[DATA SUPPLIED Boundary: Start]

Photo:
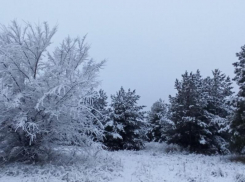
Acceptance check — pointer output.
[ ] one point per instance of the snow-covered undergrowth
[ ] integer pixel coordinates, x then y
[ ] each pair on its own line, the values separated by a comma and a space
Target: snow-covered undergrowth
156, 163
70, 165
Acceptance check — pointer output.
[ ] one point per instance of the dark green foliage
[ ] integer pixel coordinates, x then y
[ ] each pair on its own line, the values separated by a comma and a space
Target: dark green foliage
200, 113
218, 89
188, 114
238, 122
124, 130
159, 122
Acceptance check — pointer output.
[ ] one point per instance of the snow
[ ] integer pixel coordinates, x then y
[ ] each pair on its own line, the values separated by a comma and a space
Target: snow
153, 164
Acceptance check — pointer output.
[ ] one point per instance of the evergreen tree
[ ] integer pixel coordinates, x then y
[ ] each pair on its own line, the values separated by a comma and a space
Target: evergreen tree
238, 122
188, 114
123, 131
159, 122
219, 89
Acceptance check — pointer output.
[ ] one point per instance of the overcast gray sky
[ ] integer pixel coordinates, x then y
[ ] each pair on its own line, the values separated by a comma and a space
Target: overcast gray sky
147, 43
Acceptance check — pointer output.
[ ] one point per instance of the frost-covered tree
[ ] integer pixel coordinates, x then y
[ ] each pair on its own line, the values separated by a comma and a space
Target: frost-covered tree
238, 121
44, 96
99, 106
188, 114
201, 112
124, 130
219, 91
159, 121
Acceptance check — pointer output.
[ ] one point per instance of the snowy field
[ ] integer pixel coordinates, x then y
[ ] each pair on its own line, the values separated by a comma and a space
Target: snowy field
154, 164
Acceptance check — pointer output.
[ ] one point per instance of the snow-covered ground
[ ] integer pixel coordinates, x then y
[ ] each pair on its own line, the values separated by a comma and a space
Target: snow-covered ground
154, 164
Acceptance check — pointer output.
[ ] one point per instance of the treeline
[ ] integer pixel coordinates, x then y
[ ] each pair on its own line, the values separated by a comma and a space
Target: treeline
49, 99
204, 116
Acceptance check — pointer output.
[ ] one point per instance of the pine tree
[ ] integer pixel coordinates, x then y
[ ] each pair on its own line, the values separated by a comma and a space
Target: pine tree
238, 122
123, 131
159, 121
219, 90
188, 114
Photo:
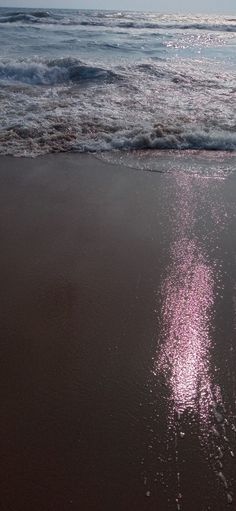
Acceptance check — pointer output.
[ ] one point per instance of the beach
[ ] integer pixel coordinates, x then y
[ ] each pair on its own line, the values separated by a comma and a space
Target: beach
109, 400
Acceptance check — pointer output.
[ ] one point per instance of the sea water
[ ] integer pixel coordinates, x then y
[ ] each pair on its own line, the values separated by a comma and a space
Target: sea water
98, 81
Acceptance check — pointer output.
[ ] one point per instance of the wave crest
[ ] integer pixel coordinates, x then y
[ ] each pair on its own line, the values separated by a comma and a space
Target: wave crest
53, 72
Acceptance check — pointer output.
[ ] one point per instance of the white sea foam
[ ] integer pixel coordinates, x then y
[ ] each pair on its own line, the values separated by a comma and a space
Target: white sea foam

[DATA SUPPLIED Boundary: End]

**WHAT THE EXERCISE ASKS**
Reproduce all the records verbatim, excluding images.

**REPLY**
Photo:
Acceptance check — pointer output.
[ ] one point per instance of the snow-covered undergrowth
[ ] integer pixel coordinates, x then y
[ ] each pair on its own line, the values separated by a comma and a space
Target: snow-covered undergrowth
156, 163
70, 165
Acceptance check — pointer output.
[ ] one point per instance of the dark green foliage
[ ] integer pixel coordinates, x then y
[ ] each pair on its own line, the values separated by a comma and a space
Target: dark green foliage
200, 113
218, 89
188, 114
238, 122
124, 130
159, 122
Acceptance check — pointer output.
[ ] one point per instance of the snow
[ ] integer pixel coordinates, x then y
[ ] each pair on its own line, the values separated by a comma and a space
Target: snow
153, 164
Acceptance check — pointer output.
[ ] one point per instance of the evergreen tree
[ ] integer pixel coordinates, x then y
[ ] each pair on its own line, the values separated by a comma and a space
Target: evergreen tree
238, 122
188, 114
123, 131
159, 122
219, 89
Acceptance check — pointer output.
[ ] one point per instance of the overcast gray sky
[ ] integer pixel coordinates, x then y
[ ] each pair on its own line, the values separated by a comma and a space
Target: overcast gray sky
147, 43
Acceptance check — pointer output.
[ ] one point per instance of the frost-covered tree
[ ] integer pixel coordinates, x then y
[ ] each pair on its own line, the values separated by a comma and a space
Target: frost-covered tree
238, 121
44, 96
99, 106
188, 114
201, 112
124, 130
219, 91
159, 121
Acceptance check — pointer output.
[ ] one point per instance of the snowy field
[ ] integer pixel coordinates, x then y
[ ] each pair on its own line, the values separated by a comma and a space
Target: snowy field
154, 164
Acceptance check — pointer output.
[ ] one point per instance of the snow-covered ground
[ ] integer pixel coordinates, x then y
[ ] each pair on its own line, the values separated by a comma and a space
Target: snow-covered ground
154, 164
Acceptance check — pointer output.
[ ] one point per instance of the treeline
[ ] integer pixel coordinates, x then y
[ ] each pair on its own line, the values separated by a comma and a space
Target: treeline
49, 99
204, 116
Acceptance check — pointer output.
[ ] one point per instance of the pine tree
[ ] integer pixel coordinates, x then y
[ ] each pair on its own line, the values separated by a comma and a space
Target: pine tree
238, 122
123, 131
159, 121
219, 90
188, 114
Photo:
Acceptance check — pointer output.
[ ] one point per instance of the beach
[ ] integer pixel coordinates, x then y
[ ] each pair on its own line, the values separated by a comma and a space
Target: beach
109, 400
Acceptance check — pointer output.
[ ] one point per instance of the sea water
[ ] integer pixel coordinates, x then y
[ ] each pair on its own line, the values separated by a comma and a space
Target: sea water
98, 81
Acceptance check — pointer output.
[ ] one point per instance of the wave crest
[ ] integer pixel coordinates, x then y
[ ] each pair on its own line, the values separated by a comma and a space
Target: wave crest
53, 72
Acceptance check — pointer output.
[ ] one point per instance of the white sea foam
[ ] integer pixel coordinates, x then y
[ ] each pair on its own line, the values separated by a comma and a space
Target: white sea foam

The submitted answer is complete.